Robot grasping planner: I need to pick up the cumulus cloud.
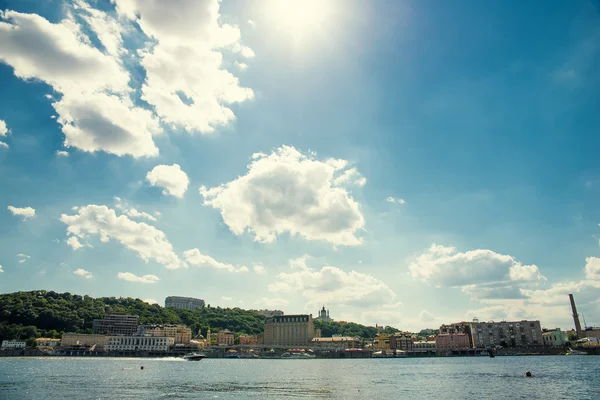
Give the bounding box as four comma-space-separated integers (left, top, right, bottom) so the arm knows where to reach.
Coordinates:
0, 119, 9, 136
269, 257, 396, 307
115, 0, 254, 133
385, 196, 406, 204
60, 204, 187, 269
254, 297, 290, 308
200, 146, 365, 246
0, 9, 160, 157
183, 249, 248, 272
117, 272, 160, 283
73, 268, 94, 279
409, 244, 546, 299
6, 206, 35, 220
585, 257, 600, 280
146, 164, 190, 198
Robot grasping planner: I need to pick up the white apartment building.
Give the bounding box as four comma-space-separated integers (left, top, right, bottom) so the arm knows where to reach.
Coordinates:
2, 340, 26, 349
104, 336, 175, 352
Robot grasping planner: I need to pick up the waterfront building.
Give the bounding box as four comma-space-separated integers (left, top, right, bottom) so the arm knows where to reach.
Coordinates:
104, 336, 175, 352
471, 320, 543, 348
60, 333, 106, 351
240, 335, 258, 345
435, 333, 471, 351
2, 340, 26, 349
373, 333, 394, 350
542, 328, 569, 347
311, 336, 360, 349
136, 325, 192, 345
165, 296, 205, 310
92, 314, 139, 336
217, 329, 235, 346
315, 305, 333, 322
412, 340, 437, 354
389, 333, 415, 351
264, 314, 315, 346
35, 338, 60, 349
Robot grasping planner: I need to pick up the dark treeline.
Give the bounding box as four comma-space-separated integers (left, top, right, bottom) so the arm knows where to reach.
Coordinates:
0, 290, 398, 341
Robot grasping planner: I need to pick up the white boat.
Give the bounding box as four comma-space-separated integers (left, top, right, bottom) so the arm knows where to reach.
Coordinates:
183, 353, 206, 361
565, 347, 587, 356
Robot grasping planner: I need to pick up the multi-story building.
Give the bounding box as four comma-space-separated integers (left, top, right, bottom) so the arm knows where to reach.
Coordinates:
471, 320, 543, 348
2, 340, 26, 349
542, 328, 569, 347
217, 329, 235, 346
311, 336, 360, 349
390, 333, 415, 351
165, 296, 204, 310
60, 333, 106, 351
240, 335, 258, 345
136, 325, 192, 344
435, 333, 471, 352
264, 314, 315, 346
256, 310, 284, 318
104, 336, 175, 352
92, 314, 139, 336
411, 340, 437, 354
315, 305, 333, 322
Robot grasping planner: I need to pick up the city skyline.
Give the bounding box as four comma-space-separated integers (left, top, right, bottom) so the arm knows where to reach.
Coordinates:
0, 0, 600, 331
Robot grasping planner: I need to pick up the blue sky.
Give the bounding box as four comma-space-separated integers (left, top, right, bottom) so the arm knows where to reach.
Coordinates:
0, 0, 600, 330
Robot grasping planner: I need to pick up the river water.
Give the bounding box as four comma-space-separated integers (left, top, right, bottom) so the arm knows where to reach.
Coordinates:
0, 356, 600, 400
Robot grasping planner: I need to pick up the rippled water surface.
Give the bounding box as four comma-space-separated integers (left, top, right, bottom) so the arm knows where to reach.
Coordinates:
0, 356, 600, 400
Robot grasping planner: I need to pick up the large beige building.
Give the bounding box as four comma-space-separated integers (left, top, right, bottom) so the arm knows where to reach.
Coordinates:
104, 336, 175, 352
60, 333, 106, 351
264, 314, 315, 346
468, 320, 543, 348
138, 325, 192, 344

...

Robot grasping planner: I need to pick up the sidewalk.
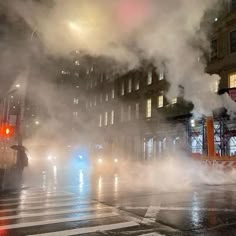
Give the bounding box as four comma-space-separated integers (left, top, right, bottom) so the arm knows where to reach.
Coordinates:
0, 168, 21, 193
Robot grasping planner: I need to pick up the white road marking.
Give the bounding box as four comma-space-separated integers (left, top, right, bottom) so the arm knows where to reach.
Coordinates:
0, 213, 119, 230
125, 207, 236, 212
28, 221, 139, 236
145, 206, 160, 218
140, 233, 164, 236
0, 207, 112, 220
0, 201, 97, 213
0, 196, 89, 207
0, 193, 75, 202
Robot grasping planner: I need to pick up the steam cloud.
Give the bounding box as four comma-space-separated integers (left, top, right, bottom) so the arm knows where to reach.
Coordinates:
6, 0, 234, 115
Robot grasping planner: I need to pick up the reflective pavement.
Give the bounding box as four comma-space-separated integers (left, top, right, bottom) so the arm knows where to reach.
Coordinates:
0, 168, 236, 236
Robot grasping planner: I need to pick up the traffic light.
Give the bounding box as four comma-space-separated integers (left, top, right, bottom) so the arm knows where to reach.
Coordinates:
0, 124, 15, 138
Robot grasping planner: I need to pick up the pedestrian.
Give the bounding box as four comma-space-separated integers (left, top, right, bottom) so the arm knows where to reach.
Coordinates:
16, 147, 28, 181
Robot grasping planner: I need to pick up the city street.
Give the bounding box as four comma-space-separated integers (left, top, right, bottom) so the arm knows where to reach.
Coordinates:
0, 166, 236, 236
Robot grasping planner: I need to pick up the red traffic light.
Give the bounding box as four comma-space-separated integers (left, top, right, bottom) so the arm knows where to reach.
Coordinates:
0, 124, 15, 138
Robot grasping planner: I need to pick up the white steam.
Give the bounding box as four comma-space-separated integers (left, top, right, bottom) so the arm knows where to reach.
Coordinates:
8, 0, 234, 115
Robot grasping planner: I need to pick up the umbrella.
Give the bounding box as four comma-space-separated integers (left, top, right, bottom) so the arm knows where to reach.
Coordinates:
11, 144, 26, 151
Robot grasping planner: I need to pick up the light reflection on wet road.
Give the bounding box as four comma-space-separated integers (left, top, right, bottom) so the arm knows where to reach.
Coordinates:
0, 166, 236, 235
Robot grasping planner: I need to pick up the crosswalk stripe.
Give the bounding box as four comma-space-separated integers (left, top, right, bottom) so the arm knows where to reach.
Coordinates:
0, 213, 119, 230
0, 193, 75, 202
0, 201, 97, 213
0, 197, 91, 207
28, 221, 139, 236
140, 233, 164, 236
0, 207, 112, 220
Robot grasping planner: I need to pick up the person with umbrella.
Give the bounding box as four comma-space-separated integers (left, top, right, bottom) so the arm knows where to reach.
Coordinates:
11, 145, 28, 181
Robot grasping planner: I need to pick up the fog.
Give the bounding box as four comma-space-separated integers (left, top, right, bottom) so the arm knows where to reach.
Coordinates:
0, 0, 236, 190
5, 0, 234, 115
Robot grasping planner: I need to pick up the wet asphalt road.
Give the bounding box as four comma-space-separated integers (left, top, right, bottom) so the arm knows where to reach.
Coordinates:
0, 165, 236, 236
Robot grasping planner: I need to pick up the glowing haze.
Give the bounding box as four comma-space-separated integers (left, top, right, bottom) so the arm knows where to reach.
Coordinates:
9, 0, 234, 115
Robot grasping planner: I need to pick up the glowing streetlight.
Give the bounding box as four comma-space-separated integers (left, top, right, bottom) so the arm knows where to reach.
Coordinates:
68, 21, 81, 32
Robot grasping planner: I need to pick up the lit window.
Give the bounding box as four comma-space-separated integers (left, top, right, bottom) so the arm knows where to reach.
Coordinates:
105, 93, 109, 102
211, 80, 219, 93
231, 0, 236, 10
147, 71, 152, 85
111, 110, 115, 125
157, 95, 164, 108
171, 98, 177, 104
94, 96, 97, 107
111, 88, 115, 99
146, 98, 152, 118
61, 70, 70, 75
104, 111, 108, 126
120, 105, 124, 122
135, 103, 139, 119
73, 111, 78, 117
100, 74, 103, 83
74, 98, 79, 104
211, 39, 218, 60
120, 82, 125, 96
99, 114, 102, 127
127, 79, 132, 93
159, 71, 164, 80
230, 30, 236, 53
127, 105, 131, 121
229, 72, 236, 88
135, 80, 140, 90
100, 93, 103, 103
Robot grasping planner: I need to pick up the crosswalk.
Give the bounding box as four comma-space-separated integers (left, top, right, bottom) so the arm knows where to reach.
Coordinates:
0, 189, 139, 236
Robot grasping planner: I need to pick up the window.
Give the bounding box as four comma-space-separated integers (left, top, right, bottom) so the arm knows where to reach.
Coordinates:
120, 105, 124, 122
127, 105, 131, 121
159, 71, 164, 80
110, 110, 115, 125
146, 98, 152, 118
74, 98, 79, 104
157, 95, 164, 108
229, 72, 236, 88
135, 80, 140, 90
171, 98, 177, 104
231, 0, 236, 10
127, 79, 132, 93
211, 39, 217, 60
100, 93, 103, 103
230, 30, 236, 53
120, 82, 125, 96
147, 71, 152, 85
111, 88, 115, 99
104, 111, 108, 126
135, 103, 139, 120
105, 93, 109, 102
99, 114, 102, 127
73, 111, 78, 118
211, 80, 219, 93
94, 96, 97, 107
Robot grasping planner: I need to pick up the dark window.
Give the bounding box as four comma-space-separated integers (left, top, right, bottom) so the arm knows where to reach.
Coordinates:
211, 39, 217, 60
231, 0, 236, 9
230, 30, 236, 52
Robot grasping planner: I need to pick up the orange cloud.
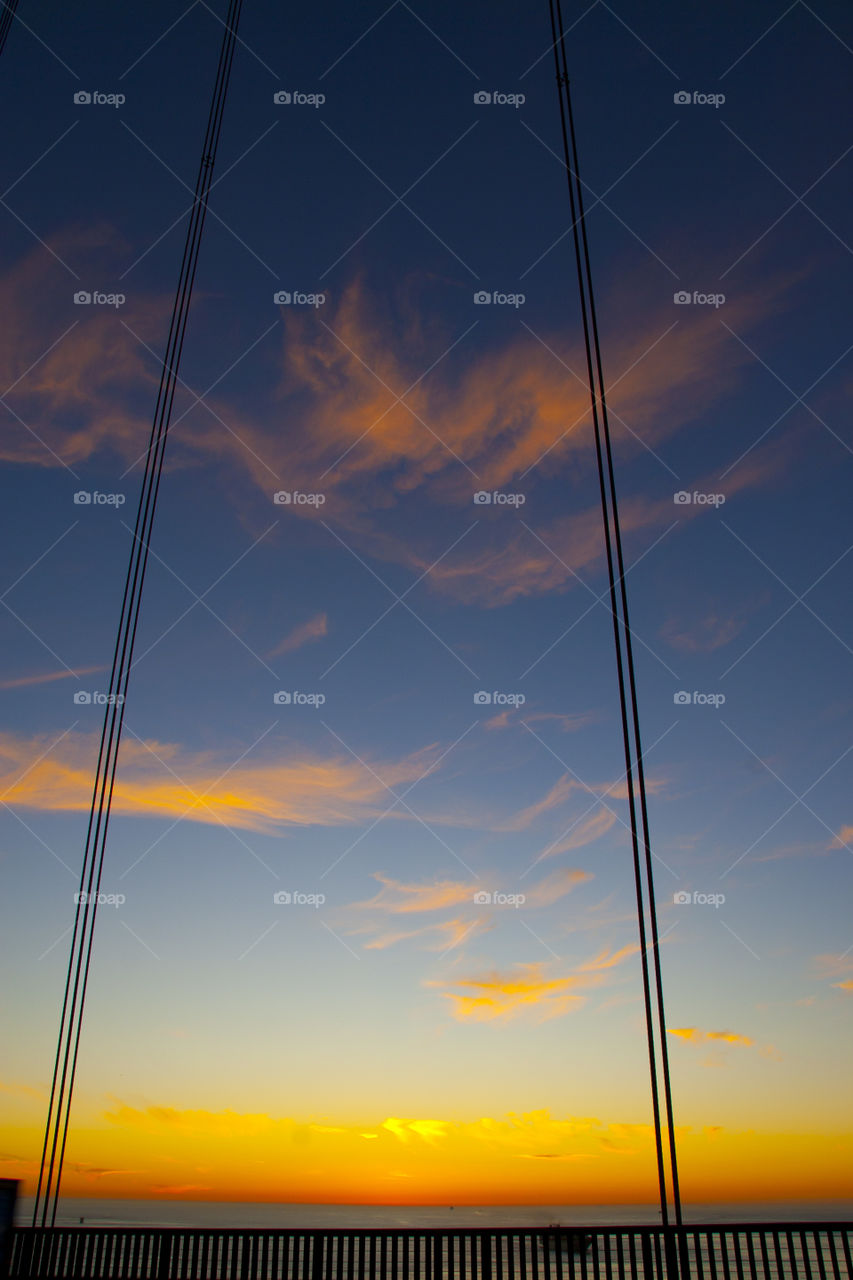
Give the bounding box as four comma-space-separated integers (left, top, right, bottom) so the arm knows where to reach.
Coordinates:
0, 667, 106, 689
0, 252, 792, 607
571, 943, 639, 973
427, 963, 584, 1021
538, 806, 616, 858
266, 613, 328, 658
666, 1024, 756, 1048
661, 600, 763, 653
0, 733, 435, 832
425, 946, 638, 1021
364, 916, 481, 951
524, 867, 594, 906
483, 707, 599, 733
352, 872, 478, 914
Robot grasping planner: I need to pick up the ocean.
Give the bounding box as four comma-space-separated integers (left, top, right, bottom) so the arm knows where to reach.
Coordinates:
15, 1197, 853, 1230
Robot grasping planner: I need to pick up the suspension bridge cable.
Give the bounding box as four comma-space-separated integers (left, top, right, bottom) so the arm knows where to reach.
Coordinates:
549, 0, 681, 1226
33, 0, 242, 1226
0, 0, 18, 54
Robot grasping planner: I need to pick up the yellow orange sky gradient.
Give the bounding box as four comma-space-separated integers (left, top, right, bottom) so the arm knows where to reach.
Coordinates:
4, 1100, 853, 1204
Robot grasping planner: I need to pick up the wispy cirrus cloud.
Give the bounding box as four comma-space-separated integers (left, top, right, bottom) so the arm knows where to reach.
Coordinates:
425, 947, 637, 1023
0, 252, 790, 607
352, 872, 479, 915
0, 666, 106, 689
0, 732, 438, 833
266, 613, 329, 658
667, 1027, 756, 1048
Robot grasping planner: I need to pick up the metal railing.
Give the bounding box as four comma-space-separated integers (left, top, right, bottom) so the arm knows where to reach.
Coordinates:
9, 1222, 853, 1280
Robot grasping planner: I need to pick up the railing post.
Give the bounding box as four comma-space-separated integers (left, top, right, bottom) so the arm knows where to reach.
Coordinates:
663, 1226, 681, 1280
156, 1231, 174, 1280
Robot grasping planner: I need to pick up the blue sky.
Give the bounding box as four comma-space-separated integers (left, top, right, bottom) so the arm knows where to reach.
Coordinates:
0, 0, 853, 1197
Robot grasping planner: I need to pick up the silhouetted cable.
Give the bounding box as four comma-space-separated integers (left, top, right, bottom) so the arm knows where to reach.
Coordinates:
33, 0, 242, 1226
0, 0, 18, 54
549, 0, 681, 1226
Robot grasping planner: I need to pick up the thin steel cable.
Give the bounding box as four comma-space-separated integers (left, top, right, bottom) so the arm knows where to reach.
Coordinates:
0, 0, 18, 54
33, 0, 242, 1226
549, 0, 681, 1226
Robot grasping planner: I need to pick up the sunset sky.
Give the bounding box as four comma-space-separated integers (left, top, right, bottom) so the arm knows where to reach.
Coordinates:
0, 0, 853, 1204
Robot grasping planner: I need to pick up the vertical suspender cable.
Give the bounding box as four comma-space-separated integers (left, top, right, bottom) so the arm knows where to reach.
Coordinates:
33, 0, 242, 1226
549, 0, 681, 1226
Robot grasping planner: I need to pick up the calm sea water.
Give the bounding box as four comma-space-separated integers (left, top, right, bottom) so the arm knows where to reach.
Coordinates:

[Task instructions]:
How many lines in the items above contain the word "dark"? Reply with the number alone.

[Task output]:
2